Segment Start: Information supplied
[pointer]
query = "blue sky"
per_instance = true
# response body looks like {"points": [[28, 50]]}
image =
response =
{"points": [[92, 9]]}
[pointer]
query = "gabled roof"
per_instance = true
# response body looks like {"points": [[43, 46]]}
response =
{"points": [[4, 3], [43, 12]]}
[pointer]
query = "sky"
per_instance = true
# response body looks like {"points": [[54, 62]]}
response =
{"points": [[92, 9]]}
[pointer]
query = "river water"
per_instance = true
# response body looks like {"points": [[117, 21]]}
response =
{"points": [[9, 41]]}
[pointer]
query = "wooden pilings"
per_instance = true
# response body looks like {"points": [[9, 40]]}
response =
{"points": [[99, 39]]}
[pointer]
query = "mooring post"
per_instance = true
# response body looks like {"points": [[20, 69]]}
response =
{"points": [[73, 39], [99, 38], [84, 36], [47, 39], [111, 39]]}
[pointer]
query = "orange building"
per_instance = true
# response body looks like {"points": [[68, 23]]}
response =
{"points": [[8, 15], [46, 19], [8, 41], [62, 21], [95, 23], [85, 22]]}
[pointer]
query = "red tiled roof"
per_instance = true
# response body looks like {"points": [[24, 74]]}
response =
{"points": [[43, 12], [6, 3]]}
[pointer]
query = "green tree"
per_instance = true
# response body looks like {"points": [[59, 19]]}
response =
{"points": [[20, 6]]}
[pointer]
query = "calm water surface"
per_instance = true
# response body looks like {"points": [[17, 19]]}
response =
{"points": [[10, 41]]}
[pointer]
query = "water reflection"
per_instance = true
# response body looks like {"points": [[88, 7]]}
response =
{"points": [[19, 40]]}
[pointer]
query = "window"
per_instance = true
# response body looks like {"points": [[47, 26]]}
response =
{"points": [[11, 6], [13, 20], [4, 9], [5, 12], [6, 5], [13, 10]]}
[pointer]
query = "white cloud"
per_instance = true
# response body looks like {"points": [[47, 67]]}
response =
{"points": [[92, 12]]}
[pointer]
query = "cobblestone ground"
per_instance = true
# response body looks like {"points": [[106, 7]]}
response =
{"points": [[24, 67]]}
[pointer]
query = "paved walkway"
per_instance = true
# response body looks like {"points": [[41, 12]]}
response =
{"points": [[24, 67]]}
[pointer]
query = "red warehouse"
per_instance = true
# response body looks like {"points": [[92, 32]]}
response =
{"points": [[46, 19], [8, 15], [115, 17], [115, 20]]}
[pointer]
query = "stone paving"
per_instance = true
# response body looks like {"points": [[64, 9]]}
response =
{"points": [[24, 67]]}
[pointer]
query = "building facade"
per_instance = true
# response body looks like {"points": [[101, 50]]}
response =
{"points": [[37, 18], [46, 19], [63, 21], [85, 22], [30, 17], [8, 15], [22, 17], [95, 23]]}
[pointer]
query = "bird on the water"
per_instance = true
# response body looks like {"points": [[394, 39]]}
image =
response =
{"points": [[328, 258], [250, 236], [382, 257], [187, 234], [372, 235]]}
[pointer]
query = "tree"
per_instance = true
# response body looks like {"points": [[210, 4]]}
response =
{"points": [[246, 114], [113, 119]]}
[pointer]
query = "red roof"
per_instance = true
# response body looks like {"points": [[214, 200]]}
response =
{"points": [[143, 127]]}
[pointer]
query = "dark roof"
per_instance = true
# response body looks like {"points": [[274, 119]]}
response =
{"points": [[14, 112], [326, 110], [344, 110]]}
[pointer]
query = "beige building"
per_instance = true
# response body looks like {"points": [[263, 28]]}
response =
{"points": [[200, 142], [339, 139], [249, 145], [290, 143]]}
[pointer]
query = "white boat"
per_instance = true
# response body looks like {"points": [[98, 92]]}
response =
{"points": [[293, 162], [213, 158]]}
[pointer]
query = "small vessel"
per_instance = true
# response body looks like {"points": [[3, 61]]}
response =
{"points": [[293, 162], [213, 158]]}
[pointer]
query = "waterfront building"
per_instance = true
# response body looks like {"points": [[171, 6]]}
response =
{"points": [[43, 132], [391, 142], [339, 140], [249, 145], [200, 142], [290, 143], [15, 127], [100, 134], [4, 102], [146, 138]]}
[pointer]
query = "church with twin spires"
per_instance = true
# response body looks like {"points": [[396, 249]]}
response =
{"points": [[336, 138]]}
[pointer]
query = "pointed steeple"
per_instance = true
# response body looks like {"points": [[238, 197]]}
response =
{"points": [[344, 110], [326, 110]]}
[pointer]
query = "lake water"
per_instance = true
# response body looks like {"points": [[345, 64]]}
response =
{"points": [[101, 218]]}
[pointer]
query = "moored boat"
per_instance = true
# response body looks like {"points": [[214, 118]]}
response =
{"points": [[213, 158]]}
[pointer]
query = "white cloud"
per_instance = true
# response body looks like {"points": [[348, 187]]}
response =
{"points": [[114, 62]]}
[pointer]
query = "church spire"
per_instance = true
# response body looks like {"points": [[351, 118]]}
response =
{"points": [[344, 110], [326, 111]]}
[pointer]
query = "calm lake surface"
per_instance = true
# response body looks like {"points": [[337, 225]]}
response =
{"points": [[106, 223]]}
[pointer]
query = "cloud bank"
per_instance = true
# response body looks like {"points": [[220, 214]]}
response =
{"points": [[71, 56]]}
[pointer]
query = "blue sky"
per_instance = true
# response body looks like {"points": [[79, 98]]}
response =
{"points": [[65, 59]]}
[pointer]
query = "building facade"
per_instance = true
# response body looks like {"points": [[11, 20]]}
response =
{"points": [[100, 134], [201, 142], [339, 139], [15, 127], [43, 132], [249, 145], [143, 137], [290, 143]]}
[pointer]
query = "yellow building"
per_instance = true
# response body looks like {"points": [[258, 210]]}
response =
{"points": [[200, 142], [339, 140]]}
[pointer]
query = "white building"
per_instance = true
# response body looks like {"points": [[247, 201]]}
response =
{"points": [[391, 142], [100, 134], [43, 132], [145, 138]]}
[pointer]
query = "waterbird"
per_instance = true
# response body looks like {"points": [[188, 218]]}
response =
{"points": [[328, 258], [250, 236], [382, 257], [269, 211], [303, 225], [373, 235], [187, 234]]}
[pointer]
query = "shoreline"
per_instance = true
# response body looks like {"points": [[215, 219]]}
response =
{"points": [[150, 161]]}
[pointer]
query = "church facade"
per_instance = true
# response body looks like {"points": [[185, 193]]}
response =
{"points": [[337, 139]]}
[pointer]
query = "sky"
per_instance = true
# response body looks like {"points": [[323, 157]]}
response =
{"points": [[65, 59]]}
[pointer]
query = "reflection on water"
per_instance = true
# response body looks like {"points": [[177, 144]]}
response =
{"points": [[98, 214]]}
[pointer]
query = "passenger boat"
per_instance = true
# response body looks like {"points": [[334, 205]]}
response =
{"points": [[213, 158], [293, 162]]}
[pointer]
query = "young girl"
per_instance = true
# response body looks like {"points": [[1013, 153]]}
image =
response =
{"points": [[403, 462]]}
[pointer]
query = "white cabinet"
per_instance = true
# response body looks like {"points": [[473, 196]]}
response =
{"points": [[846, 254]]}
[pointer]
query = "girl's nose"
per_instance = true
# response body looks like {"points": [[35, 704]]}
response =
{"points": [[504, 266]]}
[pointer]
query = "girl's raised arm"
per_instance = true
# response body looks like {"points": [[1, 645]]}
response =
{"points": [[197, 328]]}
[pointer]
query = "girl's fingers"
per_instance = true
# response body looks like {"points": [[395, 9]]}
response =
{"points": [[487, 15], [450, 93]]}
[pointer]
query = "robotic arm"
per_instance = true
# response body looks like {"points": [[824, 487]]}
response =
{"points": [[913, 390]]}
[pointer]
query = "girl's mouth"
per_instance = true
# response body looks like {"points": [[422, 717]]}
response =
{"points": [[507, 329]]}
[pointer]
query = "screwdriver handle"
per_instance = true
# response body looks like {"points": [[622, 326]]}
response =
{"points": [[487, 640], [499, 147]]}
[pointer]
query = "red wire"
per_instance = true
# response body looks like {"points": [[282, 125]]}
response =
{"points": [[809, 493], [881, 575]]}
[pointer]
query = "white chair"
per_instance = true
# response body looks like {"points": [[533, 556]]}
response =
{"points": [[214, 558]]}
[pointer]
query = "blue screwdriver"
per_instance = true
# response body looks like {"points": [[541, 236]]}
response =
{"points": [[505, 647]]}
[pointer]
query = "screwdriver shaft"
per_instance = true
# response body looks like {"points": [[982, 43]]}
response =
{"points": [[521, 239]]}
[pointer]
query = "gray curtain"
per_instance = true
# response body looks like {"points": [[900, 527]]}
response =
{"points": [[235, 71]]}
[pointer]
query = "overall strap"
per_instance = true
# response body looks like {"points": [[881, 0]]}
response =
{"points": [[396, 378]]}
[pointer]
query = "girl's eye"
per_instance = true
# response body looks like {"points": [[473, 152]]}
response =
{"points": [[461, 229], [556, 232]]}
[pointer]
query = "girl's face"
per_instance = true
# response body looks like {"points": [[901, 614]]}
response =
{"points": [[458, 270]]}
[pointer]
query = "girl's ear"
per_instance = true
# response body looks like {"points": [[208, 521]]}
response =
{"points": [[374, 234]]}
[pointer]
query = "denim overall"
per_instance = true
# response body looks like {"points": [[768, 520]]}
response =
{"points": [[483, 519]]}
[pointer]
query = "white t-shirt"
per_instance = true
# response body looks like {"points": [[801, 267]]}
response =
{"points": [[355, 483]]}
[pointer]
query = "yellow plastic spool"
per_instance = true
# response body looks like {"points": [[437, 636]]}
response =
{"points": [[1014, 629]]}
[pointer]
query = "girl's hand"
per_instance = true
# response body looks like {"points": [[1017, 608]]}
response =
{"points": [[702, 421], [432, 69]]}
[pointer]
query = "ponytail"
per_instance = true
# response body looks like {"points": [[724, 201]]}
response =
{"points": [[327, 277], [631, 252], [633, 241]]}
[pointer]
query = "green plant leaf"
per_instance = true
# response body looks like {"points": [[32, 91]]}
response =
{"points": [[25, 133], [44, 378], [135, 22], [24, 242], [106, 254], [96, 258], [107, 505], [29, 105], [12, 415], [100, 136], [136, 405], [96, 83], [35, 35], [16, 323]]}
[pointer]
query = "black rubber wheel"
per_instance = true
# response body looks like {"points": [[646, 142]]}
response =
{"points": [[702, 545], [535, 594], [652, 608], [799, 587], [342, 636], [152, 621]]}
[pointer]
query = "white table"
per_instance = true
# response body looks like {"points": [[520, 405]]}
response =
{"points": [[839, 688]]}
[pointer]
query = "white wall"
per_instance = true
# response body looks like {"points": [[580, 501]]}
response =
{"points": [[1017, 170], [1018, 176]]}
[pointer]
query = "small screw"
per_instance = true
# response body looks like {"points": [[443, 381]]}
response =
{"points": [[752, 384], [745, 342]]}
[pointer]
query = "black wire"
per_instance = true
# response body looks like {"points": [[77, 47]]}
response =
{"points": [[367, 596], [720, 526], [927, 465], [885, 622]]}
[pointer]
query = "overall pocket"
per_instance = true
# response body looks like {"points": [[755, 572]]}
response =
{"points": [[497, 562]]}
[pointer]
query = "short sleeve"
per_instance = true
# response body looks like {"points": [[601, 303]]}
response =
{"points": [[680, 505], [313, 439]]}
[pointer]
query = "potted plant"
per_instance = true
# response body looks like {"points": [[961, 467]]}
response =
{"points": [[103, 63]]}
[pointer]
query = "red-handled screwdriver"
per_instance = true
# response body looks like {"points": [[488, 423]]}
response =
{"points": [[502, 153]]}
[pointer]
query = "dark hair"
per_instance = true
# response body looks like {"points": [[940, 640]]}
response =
Segment End: Information supplied
**To do**
Out of the preceding entries, pull each line that contains the word "surface".

**Result of the task**
query = "calm water surface"
query = "calm lake surface"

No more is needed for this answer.